Exercise –
Everything in the listing should be restated word for word.
(Beginning of Record extracts)
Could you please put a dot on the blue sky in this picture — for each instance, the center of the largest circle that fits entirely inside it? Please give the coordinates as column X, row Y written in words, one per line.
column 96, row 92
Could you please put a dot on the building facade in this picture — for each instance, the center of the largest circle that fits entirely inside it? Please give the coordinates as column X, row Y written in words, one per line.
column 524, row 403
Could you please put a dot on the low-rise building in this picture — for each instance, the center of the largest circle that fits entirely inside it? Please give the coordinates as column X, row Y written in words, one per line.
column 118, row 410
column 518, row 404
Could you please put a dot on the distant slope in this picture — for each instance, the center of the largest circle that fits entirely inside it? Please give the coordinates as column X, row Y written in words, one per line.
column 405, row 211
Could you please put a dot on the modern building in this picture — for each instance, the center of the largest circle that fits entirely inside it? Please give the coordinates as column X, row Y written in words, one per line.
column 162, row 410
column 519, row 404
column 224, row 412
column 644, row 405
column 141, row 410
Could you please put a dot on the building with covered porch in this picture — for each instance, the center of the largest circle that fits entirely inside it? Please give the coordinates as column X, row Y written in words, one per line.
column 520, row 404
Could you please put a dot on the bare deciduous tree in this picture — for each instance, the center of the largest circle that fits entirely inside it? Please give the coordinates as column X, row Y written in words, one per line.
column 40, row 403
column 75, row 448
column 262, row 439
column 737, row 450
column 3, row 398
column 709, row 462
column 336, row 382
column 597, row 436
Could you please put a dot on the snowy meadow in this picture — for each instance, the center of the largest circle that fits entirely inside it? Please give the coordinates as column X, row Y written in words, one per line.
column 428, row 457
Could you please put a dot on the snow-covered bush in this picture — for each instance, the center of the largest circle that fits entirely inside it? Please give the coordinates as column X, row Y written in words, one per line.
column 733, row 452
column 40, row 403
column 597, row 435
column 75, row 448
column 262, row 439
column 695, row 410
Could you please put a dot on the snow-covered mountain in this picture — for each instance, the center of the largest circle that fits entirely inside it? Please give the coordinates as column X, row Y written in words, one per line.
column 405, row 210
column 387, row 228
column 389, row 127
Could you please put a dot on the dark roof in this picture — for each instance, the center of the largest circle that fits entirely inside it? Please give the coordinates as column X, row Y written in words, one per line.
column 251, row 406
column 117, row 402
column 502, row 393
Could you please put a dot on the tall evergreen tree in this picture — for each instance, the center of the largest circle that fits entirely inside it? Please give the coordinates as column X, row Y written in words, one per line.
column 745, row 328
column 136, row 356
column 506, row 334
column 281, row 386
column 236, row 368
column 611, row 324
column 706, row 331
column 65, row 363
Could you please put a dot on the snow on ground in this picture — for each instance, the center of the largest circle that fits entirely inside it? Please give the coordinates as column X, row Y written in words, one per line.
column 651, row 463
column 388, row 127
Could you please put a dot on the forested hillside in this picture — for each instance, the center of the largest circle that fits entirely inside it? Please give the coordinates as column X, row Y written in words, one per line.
(End of Record extracts)
Written response –
Could you please put a dot on the blue sky in this picture — for each instance, the center of the largest circle that fits entirely inside it? Please give the coordinates as column X, row Y written in words, one per line.
column 96, row 92
Could you please put a dot on the building facade in this picture — for each instance, the center of the largest circle that fits entirely inside it? Please give the coordinates as column X, row Y written in words, one per line.
column 524, row 403
Could you please put a dot on the low-rise building in this picture — for each instance, the center of the largest circle that fits entirely inside it? Please give the coordinates as column X, row Y written in words, one per line.
column 118, row 410
column 518, row 404
Could you please put a dot on the distant slope in this picture — for each instance, the center of the largest circle that fits entirely inside it? Please give the coordinates as column X, row Y written in words, one per line.
column 405, row 211
Could you please put a dot on the modern building in this picture — for each instance, the center of the largest circle that fits entirely inside it? Please give the coordinates as column X, row Y written in words, one per line.
column 162, row 410
column 519, row 404
column 224, row 412
column 644, row 405
column 141, row 410
Could you please put a dot on the building with covered porch in this picture — for each instance, the center of the largest circle that fits entirely inside it? Please give the coordinates as column X, row Y written in words, one per line.
column 520, row 404
Could you please put a dot on the bare deciduous tree in this picture — for each instance, the center of the largest circle that fits entirely inside it? Please give the coordinates as column X, row Y written in words, one per line.
column 40, row 403
column 75, row 448
column 262, row 439
column 737, row 450
column 3, row 398
column 709, row 462
column 336, row 382
column 597, row 436
Could you please put a dot on the snowy meadow in this picture — for each instance, the center of the largest circle that fits entirely inside it? Please give the coordinates as column X, row Y written in words, one per line.
column 428, row 457
Could you please put a dot on the snow-covered bush in this picture — for each instance, the center of the largest circle that fits entirely inside it? Please give the coordinates as column X, row Y written in words, one per line.
column 733, row 452
column 40, row 403
column 597, row 435
column 75, row 448
column 262, row 439
column 695, row 410
Could you please put a dot on the snow-covered mountain in this picture — for each instance, the center of the largest circle that fits entirely inside it? Please give the coordinates as column X, row Y written in words, one per line.
column 405, row 210
column 387, row 228
column 389, row 127
Could you please put a dot on the dark roof in this picture — for each instance, the center of the largest circle that fits entirely inside it? Please give the coordinates as column X, row Y written in words, one per line.
column 251, row 406
column 117, row 402
column 502, row 393
Could you please put a dot on the tall evergreen tree in this picture — for each instance, the center of the largest circle that fits entirely inside it? Please give the coordinates as column X, row Y written in words, one per line.
column 745, row 328
column 136, row 356
column 506, row 334
column 281, row 386
column 236, row 368
column 611, row 324
column 706, row 331
column 65, row 363
Could you please put a dot on the snow on ground in this picture — for each instance, the center of the largest circle that fits entirely inside it? Please give the coordinates as column X, row Y written in words, one per line.
column 651, row 463
column 388, row 127
Could you please put a dot on the forested hillside in this picture — for each instance, the center of the largest circle that fits entirely inside it? Please give the coordinates as column X, row Y written in words, one per line.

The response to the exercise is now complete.